> [PASSAGE FOR REVIEW]

━━━━━━━━

Mr. Hardy has been in the forefront of key civil rights and police misconduct cases including the matters of Eric Garner, Noel Polanco, Sean Bell, Abner Louima, Amadou Diallo, Fermin Arzu, Ousmane Zongo, and many others. He led the legal efforts for all of NAN’s major civil disobedience actions to date, highlighted by his representation of the approximately 1,200 persons who were arrested during the 1999 Amadou Diallo protests at One Police Plaza in New York City. In April 2014, New York Governor Andrew M. Cuomo appointed Mr. Hardy as a member of the Commission on Youth, Public Safety and Justice, which resulted in raising the age of criminal liability in New York from 16 to 18 years old. Mr. Hardy participated in the U.S. Department of Justice’s creation of the Clemency Project, where the Obama administration began an effort to release low-level drug offenders sentenced to life or near-life prison sentences under mandatory sentencing guidelines that would not be applicable today. In April 2022, Mr. Hardy was appointed to a special panel for the New York Metropolitan Transit Authority to review and make recommendations on issues of public safety, equity, and fare evasion. 


Mr. Hardy’s primary areas of practice include civil rights litigation, criminal defense litigation, not-for-profit organizations, and employment matters. While in private practice he was lead counsel in several high-profile cases, such as the infamous mother/son murder trial of Santé and Kenny Kimes, upon which several books and television movies were based. He also had the distinct honor of arguing a matter before the late great U.S. Supreme Court Justice Thurgood Marshall. In 1988, along with attorney John Zwerling of Alexandria, Virginia, he participated in one of the first cases to challenge the Foreign Intelligence Surveillance Act (FISA) wiretaps of American citizens, long before 9/11 when FISA became a household word. In 1986, he was a candidate for New York State Attorney General. 


Mr. Hardy has written numerous editorials for several news publications and authored a series of editorials under the general title of “Equal Justice” for the Huffington Post. He co-authored a voting rights article for the Touro Law Review titled “Let All Voters Vote: Independents and the Expansion of Voting Rights in the United States,” 35 Touro L. Rev. 649 (2019). Prior to beginning his law practice, Mr. Hardy was one of the editors of the National Alliance newspaper, a national political weekly that focused on social justice, electoral, and democratic reform issues. His career has been profiled in the New York Times, New York Law Journal, and Village Voice, among others. He currently lives in New York.

━━━━━━━━

> [LISTED ENTRIES]
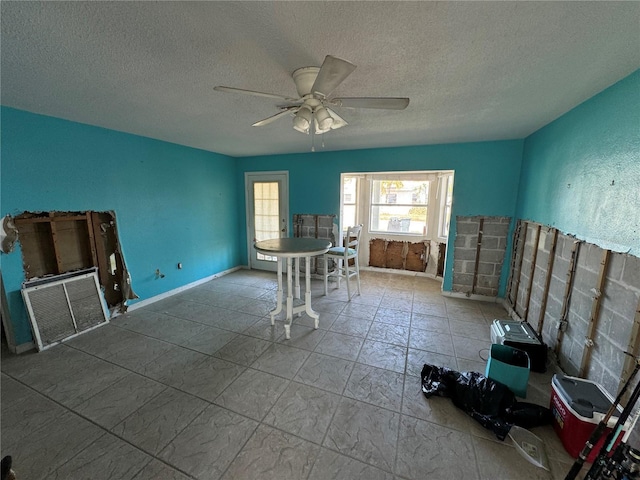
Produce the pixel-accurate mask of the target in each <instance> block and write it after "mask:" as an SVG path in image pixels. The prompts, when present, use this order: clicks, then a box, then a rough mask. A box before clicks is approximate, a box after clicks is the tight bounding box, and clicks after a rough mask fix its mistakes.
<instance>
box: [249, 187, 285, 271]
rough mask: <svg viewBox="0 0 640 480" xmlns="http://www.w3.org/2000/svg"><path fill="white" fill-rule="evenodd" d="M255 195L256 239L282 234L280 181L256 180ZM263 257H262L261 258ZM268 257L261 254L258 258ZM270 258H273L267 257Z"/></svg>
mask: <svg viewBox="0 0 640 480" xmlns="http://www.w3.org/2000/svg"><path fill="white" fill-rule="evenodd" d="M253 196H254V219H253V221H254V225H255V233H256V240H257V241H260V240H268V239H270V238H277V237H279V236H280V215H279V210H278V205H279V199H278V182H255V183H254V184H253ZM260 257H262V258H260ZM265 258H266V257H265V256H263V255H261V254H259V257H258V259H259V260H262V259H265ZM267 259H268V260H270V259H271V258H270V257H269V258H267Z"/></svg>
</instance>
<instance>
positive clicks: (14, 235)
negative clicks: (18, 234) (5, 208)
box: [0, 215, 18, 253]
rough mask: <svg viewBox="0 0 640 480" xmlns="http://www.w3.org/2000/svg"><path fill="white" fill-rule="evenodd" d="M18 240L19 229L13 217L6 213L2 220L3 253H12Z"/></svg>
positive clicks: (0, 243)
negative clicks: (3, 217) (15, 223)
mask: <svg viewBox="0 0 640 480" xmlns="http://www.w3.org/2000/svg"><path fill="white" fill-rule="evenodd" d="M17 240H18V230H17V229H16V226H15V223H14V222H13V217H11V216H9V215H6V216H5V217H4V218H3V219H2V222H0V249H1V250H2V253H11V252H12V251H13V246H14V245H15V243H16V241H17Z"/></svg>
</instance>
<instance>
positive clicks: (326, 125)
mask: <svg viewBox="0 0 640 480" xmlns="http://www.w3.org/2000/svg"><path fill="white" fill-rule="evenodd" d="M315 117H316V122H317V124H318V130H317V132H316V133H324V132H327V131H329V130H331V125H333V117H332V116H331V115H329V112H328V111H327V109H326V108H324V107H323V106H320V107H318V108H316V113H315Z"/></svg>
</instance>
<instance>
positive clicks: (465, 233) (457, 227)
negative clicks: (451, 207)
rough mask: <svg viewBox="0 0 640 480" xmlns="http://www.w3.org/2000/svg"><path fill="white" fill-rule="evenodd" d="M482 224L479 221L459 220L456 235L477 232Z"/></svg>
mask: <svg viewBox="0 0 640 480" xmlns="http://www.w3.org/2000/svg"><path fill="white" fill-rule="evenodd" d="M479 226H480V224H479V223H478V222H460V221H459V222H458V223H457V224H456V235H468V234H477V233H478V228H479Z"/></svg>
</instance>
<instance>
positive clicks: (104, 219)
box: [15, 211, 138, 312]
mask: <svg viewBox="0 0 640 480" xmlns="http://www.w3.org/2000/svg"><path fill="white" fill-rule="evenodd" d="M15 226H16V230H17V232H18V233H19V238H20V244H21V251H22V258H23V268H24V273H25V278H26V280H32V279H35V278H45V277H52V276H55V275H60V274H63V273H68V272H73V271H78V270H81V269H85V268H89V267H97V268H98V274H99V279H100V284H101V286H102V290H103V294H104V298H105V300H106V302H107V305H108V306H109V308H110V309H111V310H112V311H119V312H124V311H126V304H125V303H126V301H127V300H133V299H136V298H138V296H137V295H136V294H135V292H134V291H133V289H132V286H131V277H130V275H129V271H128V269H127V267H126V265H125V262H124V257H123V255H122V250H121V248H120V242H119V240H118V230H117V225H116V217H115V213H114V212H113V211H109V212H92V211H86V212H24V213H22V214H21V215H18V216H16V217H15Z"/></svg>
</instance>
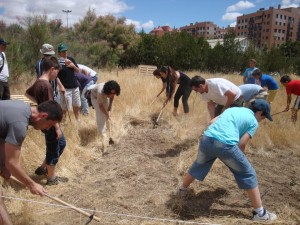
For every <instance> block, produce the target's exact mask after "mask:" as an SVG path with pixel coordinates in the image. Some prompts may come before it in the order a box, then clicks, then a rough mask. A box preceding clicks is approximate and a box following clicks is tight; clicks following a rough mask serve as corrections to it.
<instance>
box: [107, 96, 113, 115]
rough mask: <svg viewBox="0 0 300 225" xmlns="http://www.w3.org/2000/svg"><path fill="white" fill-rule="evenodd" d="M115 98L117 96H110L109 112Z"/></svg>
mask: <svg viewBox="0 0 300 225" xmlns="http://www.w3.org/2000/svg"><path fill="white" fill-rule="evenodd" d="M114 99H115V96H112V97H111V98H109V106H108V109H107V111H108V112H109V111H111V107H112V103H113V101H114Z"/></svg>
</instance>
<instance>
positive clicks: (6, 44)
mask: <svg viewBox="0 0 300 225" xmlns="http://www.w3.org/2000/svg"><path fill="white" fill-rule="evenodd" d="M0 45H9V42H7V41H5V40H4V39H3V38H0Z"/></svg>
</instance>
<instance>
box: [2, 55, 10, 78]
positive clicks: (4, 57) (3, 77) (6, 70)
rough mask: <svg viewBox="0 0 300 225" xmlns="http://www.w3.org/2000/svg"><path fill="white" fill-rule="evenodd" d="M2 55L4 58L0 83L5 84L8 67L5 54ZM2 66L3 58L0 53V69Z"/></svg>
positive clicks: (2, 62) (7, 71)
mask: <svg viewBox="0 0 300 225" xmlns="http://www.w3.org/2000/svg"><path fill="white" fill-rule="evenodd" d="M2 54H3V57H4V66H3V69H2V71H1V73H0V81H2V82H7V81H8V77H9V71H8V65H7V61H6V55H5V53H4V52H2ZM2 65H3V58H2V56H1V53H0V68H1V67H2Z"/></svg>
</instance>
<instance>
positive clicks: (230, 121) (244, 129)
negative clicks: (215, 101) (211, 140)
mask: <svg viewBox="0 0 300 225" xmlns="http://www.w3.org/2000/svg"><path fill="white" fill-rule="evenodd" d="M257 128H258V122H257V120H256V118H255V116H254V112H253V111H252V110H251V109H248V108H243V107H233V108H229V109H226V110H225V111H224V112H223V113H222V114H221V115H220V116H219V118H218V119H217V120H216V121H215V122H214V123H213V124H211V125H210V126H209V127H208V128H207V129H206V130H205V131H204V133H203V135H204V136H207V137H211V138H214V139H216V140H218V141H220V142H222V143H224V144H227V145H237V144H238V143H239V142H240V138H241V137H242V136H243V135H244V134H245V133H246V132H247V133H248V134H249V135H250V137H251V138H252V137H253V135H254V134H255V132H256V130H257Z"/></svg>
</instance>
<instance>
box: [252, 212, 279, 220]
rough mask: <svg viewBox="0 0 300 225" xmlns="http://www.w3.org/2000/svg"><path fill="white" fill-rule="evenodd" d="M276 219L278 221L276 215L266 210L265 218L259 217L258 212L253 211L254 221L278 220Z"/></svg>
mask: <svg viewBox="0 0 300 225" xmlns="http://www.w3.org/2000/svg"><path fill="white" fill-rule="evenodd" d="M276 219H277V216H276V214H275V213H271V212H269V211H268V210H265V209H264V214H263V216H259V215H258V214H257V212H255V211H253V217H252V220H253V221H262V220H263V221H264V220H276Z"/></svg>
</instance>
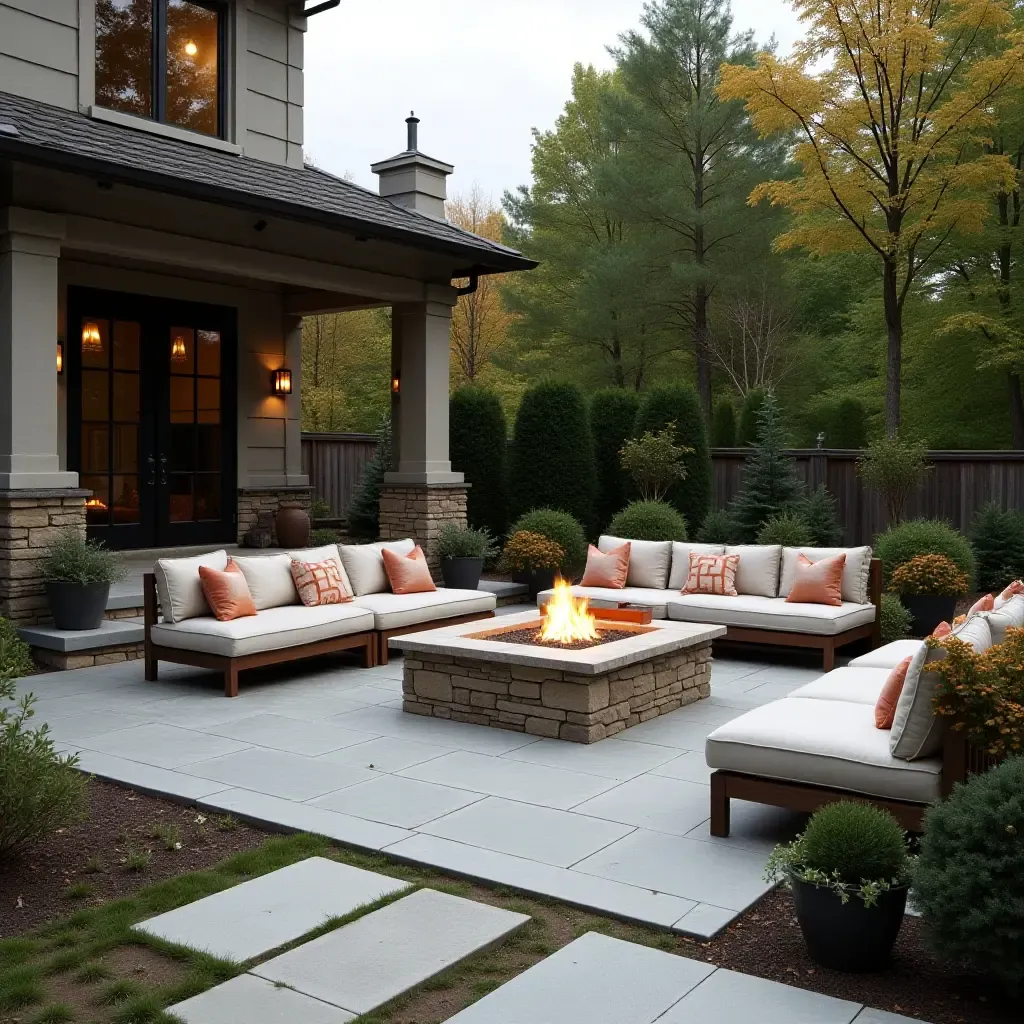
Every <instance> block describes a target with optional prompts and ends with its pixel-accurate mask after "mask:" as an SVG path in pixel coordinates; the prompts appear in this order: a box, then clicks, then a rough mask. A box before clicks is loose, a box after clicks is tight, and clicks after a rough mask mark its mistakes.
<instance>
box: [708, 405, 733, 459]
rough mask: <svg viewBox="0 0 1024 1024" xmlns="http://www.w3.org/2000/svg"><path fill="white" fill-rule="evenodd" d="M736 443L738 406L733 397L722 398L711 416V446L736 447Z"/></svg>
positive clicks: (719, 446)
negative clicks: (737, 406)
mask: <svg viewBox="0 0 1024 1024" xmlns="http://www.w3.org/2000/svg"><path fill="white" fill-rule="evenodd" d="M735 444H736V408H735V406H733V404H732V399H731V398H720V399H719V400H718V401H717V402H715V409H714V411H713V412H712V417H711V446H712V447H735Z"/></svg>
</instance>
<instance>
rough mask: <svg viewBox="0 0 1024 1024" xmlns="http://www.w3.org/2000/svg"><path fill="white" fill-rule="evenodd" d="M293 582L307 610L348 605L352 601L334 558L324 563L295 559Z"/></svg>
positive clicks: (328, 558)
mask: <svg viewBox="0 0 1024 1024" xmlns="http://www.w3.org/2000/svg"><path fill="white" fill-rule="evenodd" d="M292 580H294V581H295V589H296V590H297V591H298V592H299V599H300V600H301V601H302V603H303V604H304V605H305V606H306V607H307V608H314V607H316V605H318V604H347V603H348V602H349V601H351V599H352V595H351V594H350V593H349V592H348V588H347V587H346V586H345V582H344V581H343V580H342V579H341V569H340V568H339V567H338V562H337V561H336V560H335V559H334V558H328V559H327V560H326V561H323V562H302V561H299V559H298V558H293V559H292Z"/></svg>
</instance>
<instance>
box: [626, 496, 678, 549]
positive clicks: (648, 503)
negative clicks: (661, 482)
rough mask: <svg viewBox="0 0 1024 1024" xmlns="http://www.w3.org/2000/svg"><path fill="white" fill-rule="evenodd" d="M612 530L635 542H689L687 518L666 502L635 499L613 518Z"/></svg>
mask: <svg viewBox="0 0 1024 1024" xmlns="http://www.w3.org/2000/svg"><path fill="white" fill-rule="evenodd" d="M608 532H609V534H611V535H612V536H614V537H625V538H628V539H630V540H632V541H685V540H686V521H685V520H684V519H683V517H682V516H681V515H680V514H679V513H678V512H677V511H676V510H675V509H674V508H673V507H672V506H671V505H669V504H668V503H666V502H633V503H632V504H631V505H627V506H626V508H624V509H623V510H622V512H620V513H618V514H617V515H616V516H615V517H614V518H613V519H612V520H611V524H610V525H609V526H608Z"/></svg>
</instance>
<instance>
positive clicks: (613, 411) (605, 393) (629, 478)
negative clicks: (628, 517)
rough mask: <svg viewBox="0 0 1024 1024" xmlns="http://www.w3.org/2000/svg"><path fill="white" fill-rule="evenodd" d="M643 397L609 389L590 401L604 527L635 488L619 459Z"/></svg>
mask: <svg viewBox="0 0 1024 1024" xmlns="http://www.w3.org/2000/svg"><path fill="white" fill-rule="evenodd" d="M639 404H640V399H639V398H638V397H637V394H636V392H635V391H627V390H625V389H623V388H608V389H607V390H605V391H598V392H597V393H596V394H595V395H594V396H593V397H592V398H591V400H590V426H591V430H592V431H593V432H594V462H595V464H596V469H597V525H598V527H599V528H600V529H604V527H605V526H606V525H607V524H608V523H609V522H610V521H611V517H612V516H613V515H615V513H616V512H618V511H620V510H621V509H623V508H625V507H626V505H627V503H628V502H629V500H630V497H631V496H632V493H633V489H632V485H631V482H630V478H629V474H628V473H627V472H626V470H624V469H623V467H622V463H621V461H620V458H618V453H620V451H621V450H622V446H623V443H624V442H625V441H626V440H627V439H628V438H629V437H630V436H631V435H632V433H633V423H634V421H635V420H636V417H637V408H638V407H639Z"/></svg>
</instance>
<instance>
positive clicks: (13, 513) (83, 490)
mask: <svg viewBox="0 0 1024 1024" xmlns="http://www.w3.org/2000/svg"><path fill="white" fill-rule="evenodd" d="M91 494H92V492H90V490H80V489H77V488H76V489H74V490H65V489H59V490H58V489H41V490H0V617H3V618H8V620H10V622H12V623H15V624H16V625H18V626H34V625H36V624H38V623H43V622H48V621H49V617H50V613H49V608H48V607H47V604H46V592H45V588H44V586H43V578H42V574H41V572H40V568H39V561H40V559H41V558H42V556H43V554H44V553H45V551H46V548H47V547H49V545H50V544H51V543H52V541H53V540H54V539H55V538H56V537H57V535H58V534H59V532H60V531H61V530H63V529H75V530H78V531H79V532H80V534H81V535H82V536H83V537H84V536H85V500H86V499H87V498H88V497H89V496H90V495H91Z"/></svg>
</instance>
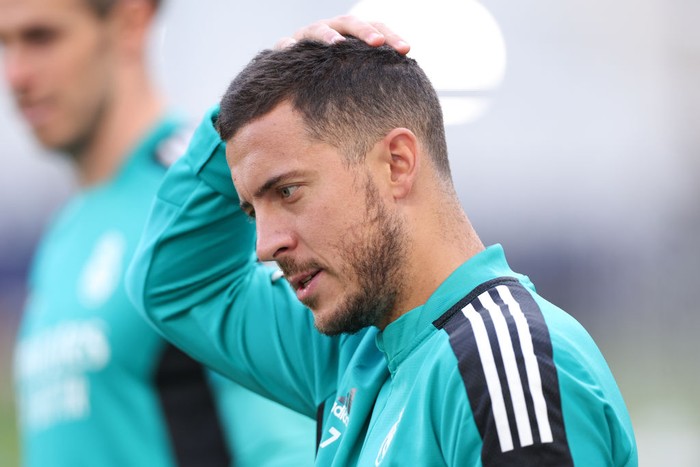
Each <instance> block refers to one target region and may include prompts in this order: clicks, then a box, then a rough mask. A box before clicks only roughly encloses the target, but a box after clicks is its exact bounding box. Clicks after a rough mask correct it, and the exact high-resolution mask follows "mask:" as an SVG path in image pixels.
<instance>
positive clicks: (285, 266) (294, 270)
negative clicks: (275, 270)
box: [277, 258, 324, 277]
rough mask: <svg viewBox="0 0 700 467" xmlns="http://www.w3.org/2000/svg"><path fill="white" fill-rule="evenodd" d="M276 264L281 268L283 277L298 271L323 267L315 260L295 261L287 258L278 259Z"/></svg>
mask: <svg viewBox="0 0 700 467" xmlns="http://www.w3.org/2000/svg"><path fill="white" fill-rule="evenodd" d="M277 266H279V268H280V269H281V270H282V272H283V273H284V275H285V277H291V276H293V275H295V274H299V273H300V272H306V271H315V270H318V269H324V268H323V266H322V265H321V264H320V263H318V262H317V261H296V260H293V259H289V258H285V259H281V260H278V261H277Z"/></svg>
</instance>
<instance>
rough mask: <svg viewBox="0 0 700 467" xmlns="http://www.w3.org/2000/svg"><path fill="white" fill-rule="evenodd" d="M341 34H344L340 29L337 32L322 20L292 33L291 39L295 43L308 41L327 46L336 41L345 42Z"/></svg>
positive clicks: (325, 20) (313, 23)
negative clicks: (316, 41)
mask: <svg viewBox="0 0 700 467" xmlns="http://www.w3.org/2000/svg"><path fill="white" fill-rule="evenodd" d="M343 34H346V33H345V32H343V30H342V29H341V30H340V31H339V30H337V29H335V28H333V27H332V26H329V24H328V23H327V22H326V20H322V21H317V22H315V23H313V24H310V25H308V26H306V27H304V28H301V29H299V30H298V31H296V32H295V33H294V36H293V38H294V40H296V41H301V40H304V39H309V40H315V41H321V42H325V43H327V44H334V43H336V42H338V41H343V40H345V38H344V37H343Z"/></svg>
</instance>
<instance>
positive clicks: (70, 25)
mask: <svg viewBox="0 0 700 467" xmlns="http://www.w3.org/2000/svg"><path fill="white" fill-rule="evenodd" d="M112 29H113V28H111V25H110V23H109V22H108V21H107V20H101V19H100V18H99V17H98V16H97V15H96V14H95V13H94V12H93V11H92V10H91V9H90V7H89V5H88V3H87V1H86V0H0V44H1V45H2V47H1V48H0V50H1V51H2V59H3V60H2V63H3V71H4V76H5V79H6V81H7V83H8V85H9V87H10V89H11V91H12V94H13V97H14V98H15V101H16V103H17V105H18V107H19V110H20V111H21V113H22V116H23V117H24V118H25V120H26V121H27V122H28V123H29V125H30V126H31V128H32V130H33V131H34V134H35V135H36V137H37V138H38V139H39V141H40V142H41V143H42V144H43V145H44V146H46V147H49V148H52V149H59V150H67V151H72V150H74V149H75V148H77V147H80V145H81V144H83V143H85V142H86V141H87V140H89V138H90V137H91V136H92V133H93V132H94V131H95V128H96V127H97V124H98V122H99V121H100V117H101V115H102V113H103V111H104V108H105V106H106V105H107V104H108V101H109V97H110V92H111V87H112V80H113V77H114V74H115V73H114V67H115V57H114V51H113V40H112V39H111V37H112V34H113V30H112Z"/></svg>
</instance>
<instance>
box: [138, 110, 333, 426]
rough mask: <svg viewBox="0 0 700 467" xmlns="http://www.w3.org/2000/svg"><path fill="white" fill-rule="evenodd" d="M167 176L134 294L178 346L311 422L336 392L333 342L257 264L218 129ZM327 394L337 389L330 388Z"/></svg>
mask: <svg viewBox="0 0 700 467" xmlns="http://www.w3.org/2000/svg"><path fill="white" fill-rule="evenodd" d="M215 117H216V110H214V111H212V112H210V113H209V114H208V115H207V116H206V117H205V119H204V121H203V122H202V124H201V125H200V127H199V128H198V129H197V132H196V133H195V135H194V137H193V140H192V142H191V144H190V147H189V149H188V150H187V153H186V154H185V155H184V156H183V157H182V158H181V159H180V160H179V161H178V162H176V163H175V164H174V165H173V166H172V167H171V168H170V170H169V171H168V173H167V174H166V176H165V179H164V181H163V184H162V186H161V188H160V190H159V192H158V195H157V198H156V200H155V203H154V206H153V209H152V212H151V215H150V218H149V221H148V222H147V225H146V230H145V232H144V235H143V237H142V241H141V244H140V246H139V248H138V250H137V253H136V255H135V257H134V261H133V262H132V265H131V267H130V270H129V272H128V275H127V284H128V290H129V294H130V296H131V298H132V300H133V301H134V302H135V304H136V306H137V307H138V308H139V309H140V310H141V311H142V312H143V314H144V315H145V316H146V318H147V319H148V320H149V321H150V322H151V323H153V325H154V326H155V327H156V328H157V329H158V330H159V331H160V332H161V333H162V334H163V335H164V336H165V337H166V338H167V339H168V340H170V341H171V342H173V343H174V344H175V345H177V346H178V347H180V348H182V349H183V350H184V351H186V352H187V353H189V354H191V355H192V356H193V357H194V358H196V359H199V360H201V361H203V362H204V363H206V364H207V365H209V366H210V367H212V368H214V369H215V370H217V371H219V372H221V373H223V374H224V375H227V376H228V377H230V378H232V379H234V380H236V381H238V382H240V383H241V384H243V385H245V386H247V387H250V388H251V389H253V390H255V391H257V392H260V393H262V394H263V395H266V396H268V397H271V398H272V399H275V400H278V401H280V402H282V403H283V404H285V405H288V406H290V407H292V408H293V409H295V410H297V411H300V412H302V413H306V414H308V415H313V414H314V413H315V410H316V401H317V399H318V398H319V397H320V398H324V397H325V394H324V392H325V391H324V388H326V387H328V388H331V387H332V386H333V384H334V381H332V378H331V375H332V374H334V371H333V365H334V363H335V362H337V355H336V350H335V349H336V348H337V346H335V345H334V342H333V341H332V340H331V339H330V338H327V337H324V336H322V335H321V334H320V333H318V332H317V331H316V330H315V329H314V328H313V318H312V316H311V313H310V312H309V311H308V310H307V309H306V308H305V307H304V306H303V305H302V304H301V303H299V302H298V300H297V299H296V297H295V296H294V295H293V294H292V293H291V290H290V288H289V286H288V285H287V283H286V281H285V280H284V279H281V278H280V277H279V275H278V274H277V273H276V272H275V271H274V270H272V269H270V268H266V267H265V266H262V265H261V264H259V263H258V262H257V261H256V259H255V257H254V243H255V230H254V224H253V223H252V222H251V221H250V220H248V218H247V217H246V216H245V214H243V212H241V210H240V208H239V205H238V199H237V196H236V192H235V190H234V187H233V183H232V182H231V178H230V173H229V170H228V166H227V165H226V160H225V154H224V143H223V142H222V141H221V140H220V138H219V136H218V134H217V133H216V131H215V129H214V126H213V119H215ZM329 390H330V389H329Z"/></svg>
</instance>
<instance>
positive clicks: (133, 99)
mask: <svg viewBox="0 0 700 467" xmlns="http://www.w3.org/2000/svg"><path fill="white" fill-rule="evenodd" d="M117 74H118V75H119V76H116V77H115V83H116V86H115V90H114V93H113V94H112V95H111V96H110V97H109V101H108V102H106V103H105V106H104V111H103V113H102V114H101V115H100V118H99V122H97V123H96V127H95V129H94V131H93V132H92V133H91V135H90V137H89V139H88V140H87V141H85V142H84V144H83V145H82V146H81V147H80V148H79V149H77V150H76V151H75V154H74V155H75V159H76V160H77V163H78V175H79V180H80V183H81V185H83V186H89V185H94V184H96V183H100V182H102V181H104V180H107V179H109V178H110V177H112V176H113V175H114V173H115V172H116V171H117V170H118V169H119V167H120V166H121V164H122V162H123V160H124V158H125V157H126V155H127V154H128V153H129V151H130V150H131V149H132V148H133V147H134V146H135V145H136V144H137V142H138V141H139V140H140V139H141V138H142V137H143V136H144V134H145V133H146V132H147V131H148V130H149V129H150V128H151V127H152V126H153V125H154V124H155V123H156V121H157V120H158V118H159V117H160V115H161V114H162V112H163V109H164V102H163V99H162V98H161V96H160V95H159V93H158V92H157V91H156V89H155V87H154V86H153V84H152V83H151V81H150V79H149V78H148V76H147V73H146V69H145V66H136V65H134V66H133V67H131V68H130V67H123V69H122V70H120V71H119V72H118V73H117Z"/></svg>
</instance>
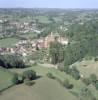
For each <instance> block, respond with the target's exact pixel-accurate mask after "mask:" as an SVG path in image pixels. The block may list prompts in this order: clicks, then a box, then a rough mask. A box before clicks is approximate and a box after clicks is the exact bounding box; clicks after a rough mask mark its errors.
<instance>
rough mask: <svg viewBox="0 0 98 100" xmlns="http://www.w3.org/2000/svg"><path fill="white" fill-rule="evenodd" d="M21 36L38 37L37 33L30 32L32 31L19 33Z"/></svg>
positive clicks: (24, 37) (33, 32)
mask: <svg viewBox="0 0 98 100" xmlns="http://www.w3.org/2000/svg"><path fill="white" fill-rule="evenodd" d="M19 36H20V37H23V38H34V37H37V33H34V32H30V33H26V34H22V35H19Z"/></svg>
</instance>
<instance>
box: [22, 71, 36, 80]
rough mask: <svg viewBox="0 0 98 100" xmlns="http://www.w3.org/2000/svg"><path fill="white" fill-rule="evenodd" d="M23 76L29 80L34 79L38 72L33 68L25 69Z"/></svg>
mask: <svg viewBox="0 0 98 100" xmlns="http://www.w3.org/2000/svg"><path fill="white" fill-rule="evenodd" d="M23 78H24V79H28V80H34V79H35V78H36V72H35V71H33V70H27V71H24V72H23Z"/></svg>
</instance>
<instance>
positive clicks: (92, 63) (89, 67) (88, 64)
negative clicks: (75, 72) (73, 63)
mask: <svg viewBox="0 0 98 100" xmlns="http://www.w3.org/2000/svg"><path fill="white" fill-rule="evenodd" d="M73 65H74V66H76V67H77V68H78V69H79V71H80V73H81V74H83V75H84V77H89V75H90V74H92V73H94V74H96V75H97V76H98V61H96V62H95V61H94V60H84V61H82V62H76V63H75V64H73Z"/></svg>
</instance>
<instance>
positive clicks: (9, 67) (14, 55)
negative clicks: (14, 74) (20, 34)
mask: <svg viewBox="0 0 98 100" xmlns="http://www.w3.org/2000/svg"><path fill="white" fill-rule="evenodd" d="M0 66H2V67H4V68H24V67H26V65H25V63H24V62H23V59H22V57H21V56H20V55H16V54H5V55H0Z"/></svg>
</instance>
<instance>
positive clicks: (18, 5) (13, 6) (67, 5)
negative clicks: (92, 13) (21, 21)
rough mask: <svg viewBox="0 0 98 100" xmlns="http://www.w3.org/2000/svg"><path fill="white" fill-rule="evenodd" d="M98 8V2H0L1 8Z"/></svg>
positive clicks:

━━━━━━━━

> [HOW TO COMPLETE THIS TASK] Can you quote the whole biography of Mr. Hardy above, word for word?

> [ANSWER BELOW]
Mr. Hardy has been in the forefront of key civil rights and police misconduct cases including the matters of Eric Garner, Noel Polanco, Sean Bell, Abner Louima, Amadou Diallo, Fermin Arzu, Ousmane Zongo, and many others. He led the legal efforts for all of NAN’s major civil disobedience actions to date, highlighted by his representation of the approximately 1,200 persons who were arrested during the 1999 Amadou Diallo protests at One Police Plaza in New York City. In April 2014, New York Governor Andrew M. Cuomo appointed Mr. Hardy as a member of the Commission on Youth, Public Safety and Justice, which resulted in raising the age of criminal liability in New York from 16 to 18 years old. Mr. Hardy participated in the U.S. Department of Justice’s creation of the Clemency Project, where the Obama administration began an effort to release low-level drug offenders sentenced to life or near-life prison sentences under mandatory sentencing guidelines that would not be applicable today. In April 2022, Mr. Hardy was appointed to a special panel for the New York Metropolitan Transit Authority to review and make recommendations on issues of public safety, equity, and fare evasion. 


Mr. Hardy’s primary areas of practice include civil rights litigation, criminal defense litigation, not-for-profit organizations, and employment matters. While in private practice he was lead counsel in several high-profile cases, such as the infamous mother/son murder trial of Santé and Kenny Kimes, upon which several books and television movies were based. He also had the distinct honor of arguing a matter before the late great U.S. Supreme Court Justice Thurgood Marshall. In 1988, along with attorney John Zwerling of Alexandria, Virginia, he participated in one of the first cases to challenge the Foreign Intelligence Surveillance Act (FISA) wiretaps of American citizens, long before 9/11 when FISA became a household word. In 1986, he was a candidate for New York State Attorney General. 


Mr. Hardy has written numerous editorials for several news publications and authored a series of editorials under the general title of “Equal Justice” for the Huffington Post. He co-authored a voting rights article for the Touro Law Review titled “Let All Voters Vote: Independents and the Expansion of Voting Rights in the United States,” 35 Touro L. Rev. 649 (2019). Prior to beginning his law practice, Mr. Hardy was one of the editors of the National Alliance newspaper, a national political weekly that focused on social justice, electoral, and democratic reform issues. His career has been profiled in the New York Times, New York Law Journal, and Village Voice, among others. He currently lives in New York.